◆ **INFORMATION GIVEN**:
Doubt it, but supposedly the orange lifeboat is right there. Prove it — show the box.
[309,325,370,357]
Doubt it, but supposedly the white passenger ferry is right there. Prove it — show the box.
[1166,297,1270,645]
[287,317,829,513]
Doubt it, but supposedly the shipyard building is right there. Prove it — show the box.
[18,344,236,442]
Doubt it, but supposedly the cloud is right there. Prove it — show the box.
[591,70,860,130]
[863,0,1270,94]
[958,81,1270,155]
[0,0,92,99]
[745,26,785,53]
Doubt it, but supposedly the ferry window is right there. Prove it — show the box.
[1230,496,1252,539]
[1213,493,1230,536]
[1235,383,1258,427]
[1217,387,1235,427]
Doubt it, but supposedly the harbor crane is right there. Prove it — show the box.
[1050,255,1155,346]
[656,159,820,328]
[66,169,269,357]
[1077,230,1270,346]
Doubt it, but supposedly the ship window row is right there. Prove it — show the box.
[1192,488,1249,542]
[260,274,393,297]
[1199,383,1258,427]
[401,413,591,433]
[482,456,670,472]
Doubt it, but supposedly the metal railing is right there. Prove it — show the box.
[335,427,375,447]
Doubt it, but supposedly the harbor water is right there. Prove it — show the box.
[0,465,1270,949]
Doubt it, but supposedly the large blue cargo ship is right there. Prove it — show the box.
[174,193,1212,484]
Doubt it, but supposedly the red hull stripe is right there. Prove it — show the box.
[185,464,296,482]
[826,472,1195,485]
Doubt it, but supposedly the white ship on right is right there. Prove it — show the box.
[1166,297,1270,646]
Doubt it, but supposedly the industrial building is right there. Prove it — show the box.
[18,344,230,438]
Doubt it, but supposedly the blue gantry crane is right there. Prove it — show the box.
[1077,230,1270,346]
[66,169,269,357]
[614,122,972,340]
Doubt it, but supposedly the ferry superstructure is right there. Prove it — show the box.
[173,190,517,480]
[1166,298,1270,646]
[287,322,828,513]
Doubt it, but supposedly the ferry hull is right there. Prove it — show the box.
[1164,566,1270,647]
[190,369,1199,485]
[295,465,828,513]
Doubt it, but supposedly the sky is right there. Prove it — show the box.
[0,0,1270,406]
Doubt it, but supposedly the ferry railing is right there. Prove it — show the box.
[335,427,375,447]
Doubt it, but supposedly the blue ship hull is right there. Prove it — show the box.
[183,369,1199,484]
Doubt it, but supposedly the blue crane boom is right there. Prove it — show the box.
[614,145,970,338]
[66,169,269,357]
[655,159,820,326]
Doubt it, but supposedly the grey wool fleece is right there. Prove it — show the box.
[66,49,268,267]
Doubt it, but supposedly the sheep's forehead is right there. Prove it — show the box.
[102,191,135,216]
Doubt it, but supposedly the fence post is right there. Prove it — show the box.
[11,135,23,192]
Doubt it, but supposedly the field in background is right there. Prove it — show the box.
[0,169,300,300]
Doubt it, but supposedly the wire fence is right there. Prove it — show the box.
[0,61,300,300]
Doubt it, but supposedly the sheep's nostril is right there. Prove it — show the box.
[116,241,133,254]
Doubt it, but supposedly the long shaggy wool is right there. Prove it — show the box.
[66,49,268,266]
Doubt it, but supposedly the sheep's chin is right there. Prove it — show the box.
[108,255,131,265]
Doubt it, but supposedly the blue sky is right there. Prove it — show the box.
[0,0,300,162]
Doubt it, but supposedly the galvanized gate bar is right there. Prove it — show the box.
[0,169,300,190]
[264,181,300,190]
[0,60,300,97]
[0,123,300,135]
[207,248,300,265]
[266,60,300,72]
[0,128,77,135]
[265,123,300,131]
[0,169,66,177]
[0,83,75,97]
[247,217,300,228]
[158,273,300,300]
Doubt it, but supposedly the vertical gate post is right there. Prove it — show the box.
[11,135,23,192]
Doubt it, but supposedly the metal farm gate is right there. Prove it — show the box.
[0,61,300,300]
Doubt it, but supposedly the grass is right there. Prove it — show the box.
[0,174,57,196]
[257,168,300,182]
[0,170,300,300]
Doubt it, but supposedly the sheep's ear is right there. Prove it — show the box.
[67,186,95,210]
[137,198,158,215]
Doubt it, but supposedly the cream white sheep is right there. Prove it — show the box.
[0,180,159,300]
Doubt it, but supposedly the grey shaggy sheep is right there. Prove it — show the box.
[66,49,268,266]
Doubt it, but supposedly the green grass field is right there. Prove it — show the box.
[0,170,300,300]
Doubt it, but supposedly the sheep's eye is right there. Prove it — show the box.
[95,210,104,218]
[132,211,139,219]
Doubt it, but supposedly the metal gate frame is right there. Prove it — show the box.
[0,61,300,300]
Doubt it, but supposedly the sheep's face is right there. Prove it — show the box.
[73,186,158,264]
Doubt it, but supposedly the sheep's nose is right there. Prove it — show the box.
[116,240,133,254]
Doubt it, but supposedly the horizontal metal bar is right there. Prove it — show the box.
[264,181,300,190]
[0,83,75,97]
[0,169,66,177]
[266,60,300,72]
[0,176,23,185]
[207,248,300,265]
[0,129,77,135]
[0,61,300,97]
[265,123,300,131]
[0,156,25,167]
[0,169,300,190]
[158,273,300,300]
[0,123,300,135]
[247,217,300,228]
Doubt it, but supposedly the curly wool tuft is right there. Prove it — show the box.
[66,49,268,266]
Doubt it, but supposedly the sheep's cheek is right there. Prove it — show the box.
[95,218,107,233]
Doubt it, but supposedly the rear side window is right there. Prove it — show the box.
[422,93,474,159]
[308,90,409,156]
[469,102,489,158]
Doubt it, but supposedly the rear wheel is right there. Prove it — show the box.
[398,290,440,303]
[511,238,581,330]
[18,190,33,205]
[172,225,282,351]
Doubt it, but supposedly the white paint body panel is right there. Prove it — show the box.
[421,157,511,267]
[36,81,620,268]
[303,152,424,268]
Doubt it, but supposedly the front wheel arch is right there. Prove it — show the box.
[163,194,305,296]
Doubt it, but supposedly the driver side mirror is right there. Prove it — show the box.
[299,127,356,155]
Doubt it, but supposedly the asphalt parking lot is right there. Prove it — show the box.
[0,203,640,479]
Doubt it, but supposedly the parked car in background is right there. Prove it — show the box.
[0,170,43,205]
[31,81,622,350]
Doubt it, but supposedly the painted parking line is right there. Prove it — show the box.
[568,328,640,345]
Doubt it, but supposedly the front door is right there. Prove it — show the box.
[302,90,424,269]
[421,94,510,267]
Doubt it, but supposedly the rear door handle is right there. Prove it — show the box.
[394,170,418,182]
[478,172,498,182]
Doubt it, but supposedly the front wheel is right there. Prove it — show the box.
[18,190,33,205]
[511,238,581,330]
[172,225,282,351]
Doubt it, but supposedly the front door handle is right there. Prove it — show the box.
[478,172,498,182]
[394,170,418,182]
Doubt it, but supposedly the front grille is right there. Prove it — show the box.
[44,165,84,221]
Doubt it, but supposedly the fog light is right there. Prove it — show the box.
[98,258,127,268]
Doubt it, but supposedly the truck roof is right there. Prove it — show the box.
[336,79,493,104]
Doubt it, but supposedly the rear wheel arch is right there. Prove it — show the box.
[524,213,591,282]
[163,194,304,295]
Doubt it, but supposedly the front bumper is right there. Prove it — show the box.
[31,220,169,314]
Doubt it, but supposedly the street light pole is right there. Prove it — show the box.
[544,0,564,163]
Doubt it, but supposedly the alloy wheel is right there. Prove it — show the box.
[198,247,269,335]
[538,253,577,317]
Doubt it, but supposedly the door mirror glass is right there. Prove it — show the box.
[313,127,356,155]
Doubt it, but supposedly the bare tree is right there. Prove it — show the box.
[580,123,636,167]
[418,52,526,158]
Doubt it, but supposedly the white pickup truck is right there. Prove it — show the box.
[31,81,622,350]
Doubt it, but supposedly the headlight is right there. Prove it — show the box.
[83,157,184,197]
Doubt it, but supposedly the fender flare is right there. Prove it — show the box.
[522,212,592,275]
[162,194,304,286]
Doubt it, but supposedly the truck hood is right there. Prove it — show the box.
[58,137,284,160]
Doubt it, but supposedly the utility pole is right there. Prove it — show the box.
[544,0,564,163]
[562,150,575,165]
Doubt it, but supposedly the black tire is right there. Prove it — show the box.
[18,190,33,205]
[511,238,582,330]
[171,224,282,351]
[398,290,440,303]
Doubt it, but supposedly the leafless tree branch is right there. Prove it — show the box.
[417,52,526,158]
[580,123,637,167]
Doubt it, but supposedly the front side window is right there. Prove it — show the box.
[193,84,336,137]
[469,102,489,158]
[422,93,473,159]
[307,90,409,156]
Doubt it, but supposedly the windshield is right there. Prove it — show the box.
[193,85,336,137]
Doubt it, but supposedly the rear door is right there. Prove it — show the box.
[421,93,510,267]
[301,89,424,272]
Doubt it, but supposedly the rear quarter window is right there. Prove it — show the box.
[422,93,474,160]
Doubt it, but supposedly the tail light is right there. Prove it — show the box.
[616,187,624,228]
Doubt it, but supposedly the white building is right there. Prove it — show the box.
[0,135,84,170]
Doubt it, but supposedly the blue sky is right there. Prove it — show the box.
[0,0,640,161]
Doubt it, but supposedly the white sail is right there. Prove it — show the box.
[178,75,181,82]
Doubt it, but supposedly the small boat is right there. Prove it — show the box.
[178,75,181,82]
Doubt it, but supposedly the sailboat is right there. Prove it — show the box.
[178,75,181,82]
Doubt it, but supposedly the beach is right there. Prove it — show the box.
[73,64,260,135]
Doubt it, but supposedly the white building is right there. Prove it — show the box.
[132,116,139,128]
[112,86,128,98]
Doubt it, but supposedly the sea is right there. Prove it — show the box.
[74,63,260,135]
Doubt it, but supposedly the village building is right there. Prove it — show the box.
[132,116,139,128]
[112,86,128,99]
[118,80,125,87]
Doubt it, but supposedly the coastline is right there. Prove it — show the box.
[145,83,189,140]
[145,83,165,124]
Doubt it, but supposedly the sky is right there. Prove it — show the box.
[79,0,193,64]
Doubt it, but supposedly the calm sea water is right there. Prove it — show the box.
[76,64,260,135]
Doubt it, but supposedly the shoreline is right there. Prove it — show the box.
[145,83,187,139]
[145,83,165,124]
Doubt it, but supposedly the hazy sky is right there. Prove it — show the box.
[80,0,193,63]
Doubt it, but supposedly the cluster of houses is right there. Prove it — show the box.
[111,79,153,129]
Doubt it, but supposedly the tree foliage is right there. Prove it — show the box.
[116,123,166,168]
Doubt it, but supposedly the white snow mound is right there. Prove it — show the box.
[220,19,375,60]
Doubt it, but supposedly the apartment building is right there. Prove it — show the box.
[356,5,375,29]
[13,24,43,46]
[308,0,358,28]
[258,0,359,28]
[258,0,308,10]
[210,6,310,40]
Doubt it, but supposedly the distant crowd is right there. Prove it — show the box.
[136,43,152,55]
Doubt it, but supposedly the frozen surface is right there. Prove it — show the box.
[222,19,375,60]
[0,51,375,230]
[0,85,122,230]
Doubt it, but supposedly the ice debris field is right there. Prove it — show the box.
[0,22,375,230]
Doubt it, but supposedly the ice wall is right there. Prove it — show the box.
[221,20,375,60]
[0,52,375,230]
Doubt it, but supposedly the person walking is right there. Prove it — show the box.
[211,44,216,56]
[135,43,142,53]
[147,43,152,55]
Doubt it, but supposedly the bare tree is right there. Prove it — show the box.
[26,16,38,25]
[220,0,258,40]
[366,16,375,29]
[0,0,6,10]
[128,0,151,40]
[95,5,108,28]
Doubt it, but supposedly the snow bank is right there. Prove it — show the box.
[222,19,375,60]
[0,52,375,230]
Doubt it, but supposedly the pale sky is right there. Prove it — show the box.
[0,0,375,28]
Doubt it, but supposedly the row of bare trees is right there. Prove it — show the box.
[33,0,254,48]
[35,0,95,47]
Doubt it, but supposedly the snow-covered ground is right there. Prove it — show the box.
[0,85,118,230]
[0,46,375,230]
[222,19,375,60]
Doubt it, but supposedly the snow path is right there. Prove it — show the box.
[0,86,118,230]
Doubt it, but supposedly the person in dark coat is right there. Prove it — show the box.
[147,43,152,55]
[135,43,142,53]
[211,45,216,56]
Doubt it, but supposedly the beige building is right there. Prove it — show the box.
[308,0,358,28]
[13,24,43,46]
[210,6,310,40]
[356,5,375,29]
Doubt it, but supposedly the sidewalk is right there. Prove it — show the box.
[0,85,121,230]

◆ **REQUIREMENT**: Reproduce the rows starting with the line that contains "Doubt it, but supposedly the white ship" and going on through the line that contains "[183,369,1199,484]", with "ferry" changed to "boat" throughout and nothing else altered.

◆ **OUTPUT FOR THIS EXERCISE**:
Doubt it, but supposedly the white ship on right is right there. Prove it — show the box.
[1166,297,1270,646]
Doubt it, but supposedly the industrial building is right there. Prove it — show the box.
[18,344,230,438]
Doubt it, but supposedly the blue gantry crane is right there. Prove it — show the box.
[1077,230,1270,346]
[66,169,269,357]
[614,122,972,340]
Doubt it, but supposedly the boat superstructure is right there. Prove it — show the box.
[173,190,517,480]
[1166,298,1270,646]
[287,322,828,513]
Doubt it, but supposedly the boat hull is right there. Prove it — show the box.
[1164,566,1270,647]
[190,369,1199,485]
[295,465,828,513]
Doubt it, but supposedly the sky is right there. Prove it — show the box.
[0,0,1270,406]
Doubt it, but supposedly the boat railing is right there. Prove it — show the box.
[335,427,375,447]
Doubt it, but supposedly the blue ship hull is right there. Prove it — show the box.
[183,369,1199,484]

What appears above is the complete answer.